Begin Text block

Soon Arab nationalists were also conflating the crusader states with colonialism — with a new twist. The crusader states, after all, had been eradicated by the Mamluks. Thus the crusader states were failed colonies. For the first time in hundreds of years, Arab and Muslim interest in the crusades and crusader states developed, but only because these represented the perfect model and inspiration for the defeat of 20th Century colonial empires. Arab independence movements made generous use of role models from the crusades, particularly Salah al-Din, in order to stress the vulnerability of the West and inevitability of Muslim/Arab victory.

Statue of Saladin in modern Damascus
By the mid-20th century, Colonialism was out of favor in the West as well. In the post-Colonial era, Colonialism had become THE great evil. It was blamed for poverty, injustice, dictatorships, corruption and all other difficulties confronting former colonials states, particularly in Africa. Yet by now, the habit of viewing the crusader states as early or proto-colonial adventures had become so ingrained that no one bothered to question the model or seriously examine the assumption.


The apogee of this trend was reached in the late 20th century when the Israeli historian Joshua Prawer propagated an extreme position which drew parallels between the Franks in Outremer and white elites in South Africa. He did not shy from alleging that the Franks in Outremer engaged in what he called “apartheid.” Frankish society in the Holy Land was depicted as a decadent urban elite, collecting rents from oppressed native farmers. Allegedly, the Franks were afraid to venture into the hostile environment of the countryside, not only because of an “ever-present” Saracen threat but also because they were hated by their own tenants and subjects.




Prawer’s thesis, however, has been almost completely discredited by more recent research, particularly meticulous studies and archaeological surveys conducted by the Hebrew University of Jerusalem. This research revealed that Frankish rural settlement was much more widespread than had been previously assumed ― without evidence. The Franks, the survey proved, built large numbers of smaller towns and villages, often without walls or fortifications of any kind ― a clear indication that they did not feel threatened as historians hypothesized.

End Text block

> **Do this**: Repeat word for word the part of the passage on the crusader states and colonialism between "Soon Arab nationalists" and "of Muslim/Arab victory.", inclusive.

Begin Material

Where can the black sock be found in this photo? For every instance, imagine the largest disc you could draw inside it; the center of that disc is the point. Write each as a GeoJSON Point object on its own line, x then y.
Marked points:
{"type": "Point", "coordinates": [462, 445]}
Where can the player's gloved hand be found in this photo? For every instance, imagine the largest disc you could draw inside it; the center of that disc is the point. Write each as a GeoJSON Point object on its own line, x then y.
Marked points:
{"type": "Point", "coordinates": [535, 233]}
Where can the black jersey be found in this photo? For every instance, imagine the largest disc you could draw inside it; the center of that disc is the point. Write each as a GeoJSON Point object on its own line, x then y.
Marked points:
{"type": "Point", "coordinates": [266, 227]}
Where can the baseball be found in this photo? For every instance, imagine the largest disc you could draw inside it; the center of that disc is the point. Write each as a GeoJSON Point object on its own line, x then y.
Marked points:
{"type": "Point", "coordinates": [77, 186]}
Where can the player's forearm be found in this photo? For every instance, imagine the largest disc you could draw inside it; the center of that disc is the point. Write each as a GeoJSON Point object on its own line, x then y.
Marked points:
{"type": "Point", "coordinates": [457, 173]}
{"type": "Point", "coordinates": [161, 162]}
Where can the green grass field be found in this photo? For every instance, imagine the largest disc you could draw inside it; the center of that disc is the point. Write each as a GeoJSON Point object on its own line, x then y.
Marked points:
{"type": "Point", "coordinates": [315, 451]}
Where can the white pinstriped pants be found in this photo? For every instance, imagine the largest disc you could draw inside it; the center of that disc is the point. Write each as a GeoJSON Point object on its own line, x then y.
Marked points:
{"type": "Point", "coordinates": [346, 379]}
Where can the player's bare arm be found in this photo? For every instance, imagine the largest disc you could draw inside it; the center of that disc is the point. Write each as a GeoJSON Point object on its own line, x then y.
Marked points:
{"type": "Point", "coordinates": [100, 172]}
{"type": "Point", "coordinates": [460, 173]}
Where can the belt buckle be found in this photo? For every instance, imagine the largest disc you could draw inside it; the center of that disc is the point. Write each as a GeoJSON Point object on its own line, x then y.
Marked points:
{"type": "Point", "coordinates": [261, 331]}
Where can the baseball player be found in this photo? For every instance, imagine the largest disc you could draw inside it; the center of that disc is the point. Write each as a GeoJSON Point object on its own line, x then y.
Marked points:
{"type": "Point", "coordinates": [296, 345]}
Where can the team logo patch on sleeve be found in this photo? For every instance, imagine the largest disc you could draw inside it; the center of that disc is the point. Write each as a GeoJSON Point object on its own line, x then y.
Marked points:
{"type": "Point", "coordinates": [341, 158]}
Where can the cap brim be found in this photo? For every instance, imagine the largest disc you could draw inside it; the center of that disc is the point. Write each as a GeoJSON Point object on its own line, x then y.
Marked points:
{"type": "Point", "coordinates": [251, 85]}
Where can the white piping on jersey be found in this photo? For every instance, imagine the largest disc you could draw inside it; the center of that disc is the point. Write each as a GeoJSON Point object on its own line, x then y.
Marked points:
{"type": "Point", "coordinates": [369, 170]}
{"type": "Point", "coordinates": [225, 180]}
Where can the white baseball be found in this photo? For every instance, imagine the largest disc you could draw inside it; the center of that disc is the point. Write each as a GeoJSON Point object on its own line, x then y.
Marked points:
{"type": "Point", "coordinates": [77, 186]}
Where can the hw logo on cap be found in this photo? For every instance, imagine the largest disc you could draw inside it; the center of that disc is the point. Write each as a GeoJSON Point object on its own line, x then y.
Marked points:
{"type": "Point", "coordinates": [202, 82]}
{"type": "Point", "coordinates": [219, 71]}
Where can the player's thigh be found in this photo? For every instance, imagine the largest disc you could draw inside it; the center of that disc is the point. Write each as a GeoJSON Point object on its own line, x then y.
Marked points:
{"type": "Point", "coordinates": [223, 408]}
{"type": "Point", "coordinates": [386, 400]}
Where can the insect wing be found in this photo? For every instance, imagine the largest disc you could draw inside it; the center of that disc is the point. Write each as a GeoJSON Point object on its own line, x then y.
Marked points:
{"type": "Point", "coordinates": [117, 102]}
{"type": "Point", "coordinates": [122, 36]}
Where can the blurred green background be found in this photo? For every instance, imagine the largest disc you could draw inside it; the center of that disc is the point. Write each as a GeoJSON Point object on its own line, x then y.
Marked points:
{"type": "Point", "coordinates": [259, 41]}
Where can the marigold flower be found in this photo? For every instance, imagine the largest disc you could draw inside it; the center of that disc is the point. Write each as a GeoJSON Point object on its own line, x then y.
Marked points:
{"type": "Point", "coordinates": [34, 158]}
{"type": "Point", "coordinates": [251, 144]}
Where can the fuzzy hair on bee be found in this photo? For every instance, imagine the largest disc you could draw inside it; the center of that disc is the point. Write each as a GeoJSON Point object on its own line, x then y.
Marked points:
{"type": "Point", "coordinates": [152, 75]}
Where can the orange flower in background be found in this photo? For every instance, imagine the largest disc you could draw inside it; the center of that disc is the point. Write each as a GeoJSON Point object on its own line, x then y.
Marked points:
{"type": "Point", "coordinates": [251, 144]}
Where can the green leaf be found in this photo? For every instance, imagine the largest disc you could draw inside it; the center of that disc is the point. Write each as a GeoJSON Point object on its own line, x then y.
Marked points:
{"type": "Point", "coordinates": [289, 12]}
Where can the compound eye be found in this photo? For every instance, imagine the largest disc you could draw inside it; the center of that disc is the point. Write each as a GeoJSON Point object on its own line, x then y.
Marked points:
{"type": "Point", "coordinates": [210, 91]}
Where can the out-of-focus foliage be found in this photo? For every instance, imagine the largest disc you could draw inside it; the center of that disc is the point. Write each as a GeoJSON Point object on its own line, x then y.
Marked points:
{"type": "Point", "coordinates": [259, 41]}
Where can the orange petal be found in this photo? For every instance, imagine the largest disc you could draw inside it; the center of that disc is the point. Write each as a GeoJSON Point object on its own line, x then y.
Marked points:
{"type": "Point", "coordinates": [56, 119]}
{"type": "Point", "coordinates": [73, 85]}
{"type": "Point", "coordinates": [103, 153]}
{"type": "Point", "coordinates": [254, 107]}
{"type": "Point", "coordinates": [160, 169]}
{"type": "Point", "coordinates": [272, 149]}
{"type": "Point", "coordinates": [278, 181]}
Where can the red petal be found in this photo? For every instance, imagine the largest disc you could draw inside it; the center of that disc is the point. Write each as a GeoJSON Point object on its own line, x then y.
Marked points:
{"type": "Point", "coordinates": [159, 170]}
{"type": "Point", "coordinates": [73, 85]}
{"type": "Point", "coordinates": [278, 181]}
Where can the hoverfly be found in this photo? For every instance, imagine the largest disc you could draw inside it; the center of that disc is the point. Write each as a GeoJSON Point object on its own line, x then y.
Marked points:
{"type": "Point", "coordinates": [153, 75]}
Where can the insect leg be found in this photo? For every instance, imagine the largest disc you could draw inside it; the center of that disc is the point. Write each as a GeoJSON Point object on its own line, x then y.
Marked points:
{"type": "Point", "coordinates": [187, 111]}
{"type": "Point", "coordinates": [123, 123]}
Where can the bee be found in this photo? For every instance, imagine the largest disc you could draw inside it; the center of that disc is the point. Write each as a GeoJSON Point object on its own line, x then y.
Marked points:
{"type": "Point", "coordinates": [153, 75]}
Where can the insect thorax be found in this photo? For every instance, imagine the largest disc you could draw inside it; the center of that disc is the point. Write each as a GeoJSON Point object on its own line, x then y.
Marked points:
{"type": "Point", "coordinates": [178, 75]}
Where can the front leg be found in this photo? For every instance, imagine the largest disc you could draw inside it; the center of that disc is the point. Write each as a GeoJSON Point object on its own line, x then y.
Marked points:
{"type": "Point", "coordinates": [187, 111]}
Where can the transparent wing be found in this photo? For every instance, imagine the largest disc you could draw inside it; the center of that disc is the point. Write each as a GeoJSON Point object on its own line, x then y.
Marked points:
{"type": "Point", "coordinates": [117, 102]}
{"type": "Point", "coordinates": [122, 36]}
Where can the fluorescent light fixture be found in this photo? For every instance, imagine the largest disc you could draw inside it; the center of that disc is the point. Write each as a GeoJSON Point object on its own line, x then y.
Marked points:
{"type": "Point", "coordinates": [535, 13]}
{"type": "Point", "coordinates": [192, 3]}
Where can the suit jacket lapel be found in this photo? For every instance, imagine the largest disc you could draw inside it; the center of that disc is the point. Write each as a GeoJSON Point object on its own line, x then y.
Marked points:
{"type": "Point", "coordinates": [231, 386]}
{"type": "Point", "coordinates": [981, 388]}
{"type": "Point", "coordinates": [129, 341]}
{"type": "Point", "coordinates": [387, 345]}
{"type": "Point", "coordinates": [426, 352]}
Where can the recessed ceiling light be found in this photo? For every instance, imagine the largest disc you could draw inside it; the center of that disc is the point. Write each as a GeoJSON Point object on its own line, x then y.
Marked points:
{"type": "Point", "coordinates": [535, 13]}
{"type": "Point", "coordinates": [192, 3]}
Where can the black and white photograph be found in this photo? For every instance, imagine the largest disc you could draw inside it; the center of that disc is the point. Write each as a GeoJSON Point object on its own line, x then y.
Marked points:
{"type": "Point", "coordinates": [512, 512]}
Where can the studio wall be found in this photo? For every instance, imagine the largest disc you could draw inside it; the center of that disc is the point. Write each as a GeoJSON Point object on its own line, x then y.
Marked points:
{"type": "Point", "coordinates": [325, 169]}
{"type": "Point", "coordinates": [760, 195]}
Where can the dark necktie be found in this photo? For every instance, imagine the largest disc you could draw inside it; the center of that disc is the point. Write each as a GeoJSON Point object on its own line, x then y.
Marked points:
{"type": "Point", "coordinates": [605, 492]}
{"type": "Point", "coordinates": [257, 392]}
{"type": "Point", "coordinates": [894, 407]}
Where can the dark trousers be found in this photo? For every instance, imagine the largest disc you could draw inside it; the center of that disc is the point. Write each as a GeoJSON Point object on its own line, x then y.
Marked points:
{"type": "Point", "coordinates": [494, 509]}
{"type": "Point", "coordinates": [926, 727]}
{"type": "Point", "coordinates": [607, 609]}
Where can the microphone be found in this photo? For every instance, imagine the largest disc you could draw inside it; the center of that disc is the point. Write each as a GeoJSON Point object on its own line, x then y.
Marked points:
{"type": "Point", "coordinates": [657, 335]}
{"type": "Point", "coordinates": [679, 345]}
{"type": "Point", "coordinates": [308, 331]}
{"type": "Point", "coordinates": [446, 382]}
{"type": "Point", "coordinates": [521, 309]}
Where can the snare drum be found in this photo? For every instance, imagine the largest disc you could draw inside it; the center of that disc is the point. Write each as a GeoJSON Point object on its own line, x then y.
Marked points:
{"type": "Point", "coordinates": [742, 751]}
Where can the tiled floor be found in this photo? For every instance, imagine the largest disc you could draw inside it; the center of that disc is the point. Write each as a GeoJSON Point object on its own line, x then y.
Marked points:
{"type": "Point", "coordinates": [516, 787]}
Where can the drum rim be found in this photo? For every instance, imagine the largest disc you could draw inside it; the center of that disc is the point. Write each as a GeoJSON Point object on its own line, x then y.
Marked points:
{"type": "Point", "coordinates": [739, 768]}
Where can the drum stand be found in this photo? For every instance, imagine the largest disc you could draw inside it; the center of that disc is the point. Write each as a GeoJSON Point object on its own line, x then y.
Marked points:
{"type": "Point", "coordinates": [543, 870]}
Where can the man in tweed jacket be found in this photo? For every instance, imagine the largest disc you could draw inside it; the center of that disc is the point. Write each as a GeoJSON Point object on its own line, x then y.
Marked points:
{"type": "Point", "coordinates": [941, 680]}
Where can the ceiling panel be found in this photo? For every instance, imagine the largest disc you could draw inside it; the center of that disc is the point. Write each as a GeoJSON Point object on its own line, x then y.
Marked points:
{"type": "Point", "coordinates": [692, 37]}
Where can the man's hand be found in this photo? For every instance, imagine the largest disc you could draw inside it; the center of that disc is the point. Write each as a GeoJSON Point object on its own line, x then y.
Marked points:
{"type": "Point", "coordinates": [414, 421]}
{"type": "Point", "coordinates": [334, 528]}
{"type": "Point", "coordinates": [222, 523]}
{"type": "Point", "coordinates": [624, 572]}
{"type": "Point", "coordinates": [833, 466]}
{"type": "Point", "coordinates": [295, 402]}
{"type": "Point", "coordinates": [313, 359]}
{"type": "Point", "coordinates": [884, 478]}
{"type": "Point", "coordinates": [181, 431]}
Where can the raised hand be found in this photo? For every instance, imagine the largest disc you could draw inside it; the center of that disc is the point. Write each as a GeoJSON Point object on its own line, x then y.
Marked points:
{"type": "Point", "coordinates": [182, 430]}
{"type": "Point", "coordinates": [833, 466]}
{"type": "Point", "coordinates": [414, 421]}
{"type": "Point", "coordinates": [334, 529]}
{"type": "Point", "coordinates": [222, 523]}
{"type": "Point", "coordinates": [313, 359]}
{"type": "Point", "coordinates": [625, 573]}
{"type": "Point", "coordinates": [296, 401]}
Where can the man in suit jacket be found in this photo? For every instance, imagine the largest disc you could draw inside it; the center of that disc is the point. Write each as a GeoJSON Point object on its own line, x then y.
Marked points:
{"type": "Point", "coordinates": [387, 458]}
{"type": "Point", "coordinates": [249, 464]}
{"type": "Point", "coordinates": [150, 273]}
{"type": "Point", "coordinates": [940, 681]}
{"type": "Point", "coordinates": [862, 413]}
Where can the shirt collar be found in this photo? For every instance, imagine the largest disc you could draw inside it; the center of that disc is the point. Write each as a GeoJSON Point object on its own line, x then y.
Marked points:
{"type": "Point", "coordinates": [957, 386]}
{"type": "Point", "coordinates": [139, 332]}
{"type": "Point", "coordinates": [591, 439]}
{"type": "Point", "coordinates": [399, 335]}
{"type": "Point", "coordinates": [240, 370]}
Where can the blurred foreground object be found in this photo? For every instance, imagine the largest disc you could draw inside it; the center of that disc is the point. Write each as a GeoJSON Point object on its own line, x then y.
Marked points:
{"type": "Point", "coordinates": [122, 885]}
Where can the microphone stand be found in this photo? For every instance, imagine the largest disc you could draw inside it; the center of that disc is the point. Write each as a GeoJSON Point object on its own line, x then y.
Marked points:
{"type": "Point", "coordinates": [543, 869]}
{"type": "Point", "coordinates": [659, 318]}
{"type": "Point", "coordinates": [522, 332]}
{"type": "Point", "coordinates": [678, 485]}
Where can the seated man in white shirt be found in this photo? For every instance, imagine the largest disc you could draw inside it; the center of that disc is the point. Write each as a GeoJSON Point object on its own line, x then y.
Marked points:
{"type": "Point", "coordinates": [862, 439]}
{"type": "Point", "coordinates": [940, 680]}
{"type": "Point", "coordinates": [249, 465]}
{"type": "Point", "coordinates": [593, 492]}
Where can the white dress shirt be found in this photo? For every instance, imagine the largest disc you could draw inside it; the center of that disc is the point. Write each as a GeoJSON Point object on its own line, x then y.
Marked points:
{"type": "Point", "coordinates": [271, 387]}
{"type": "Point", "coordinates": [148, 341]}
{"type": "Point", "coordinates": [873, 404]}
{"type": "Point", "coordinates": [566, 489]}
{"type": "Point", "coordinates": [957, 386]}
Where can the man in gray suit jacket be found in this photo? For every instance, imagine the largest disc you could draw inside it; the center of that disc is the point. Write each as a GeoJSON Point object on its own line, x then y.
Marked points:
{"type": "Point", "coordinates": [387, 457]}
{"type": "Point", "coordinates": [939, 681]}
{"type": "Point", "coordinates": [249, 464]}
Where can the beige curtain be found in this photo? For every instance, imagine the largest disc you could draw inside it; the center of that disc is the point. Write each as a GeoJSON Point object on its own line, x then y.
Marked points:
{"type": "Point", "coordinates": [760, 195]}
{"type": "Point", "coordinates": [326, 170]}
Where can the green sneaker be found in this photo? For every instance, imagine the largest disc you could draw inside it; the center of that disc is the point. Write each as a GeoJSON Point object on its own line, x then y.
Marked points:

End Material

> **Response to this exercise**:
Soon Arab nationalists were also conflating the crusader states with colonialism — with a new twist. The crusader states, after all, had been eradicated by the Mamluks. Thus the crusader states were failed colonies. For the first time in hundreds of years, Arab and Muslim interest in the crusades and crusader states developed, but only because these represented the perfect model and inspiration for the defeat of 20th Century colonial empires. Arab independence movements made generous use of role models from the crusades, particularly Salah al-Din, in order to stress the vulnerability of the West and inevitability of Muslim/Arab victory.